The Last Word

BILL LANKHOF --Toronto Sun

, Last Updated: 10:07 AM ET

First, it is best to know that John Adamson and friends are not certifiably crazy. They just look like it.

They believe it is perfectly normal being dragged through frigid water behind a boat travelling faster than some people drive, in temperatures that are more suited to snowsuits than bathing suits. One man's torture, apparently, is another man's sport.

"We're moving from 42 to 50 miles per hour. It's much faster than wakeboarding. It is extreme. It's fast. But that's the thrill of it," says Adamson, of St. Thomas, one of about 50 enthusiasts expected to walk on water at next Saturday's 17-mile Grand River Barefoot Waterski Endurance race.

"People may think that we might be just a little crazy. But the cold and choppy water this time of year just adds to the challenge."

The race includes teams of three to five skiers. "We ski barefoot as long as we can -- the best go for about eight minutes -- until you fall; the next skier gets in the water and you keep going for 17 miles from Cayuga to Dunnville," Adamson says.

The first boat to get to the Byng Conservation Area, wins. It's all over in about 25-30 minutes. But it's a wild 25 minutes with boats and skiers falling, boats turning, skiers jumping into the water, getting yanked out, and engines revving.

Think NASCAR with water.

"A guy might ski five minutes the first time, the second time you might only do four and the next only two minutes. It's like running a marathon, there's only so much you can get out of your legs. Your calves burn and your feet really heat up," Adamson says. "When you're done, you feel like you've just done the Boston Marathon -- you might finish last but you still feel good just because you've finished."

Adamson is an accountant: So much for that theory about accountants being duller than the parliamentary channel. His team includes a factory worker and a chiropractor, who, he says, "comes in handy when you're doing this." No kidding. The only thing missing is the psychiatrist.

Barefoot waterskiing's been around since the late '40s but this is only the fifth year the Grand River race has been held. "Most of us are involved in competitions the rest of the year. In the U.S. they have a travelling circuit now. Barefooters from all over come which really makes for a great time. Our world is relatively small, but wide spread."

## WHAT YOU NEED TO DO
1) Please copy the section of the barefoot waterskiing article that begins at the words "BILL LANKHOF --Toronto" and ends after the words "Waterski Endurance race.".
2) Answer these questions using the barefoot waterskiing article:
(a) How long is the Grand River race, in miles?
(b) What is John Adamson's occupation?
(c) How many times has the Grand River race been held, counting this year's?
3) List every occupation held by a member of Adamson's team, including Adamson himself, as the barefoot waterskiing article gives them.

## SUPPLIED MATERIAL
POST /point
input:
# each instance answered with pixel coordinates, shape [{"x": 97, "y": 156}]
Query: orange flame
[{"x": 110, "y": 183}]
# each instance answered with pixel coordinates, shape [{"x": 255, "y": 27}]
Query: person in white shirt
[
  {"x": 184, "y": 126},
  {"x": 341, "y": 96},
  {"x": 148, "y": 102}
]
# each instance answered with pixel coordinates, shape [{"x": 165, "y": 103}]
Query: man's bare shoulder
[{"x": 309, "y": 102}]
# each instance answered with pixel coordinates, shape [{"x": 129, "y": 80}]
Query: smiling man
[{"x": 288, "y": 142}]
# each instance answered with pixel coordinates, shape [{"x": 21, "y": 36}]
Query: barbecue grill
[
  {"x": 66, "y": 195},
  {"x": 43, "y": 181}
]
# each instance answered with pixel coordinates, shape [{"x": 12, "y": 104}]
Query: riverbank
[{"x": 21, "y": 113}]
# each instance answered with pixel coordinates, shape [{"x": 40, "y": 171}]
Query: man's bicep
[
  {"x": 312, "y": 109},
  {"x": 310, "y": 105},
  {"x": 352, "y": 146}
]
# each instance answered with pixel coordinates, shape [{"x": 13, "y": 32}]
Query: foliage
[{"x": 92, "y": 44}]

---

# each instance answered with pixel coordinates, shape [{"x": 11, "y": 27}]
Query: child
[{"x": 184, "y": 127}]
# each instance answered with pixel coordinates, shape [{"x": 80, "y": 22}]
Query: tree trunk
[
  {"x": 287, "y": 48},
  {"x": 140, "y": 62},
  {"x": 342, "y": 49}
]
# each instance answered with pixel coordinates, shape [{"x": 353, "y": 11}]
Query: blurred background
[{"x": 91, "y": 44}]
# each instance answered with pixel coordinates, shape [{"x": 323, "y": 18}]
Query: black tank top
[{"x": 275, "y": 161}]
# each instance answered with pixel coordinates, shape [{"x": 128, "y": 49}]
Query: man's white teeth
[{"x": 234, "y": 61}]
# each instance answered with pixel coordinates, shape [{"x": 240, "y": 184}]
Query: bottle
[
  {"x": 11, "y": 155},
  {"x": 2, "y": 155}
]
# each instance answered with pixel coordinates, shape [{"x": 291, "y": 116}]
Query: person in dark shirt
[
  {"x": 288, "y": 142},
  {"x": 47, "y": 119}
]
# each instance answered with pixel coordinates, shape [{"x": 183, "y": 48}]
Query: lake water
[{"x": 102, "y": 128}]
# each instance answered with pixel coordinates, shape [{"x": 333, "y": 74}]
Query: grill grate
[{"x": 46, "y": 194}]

## OUTPUTS IN ORDER
1)
BILL LANKHOF --Toronto Sun

, Last Updated: 10:07 AM ET

First, it is best to know that John Adamson and friends are not certifiably crazy. They just look like it.

They believe it is perfectly normal being dragged through frigid water behind a boat travelling faster than some people drive, in temperatures that are more suited to snowsuits than bathing suits. One man's torture, apparently, is another man's sport.

"We're moving from 42 to 50 miles per hour. It's much faster than wakeboarding. It is extreme. It's fast. But that's the thrill of it," says Adamson, of St. Thomas, one of about 50 enthusiasts expected to walk on water at next Saturday's 17-mile Grand River Barefoot Waterski Endurance race.

2)
(a) 17 miles
(b) Accountant
(c) This is the fifth year.

3)
- Accountant
- Factory worker
- Chiropractor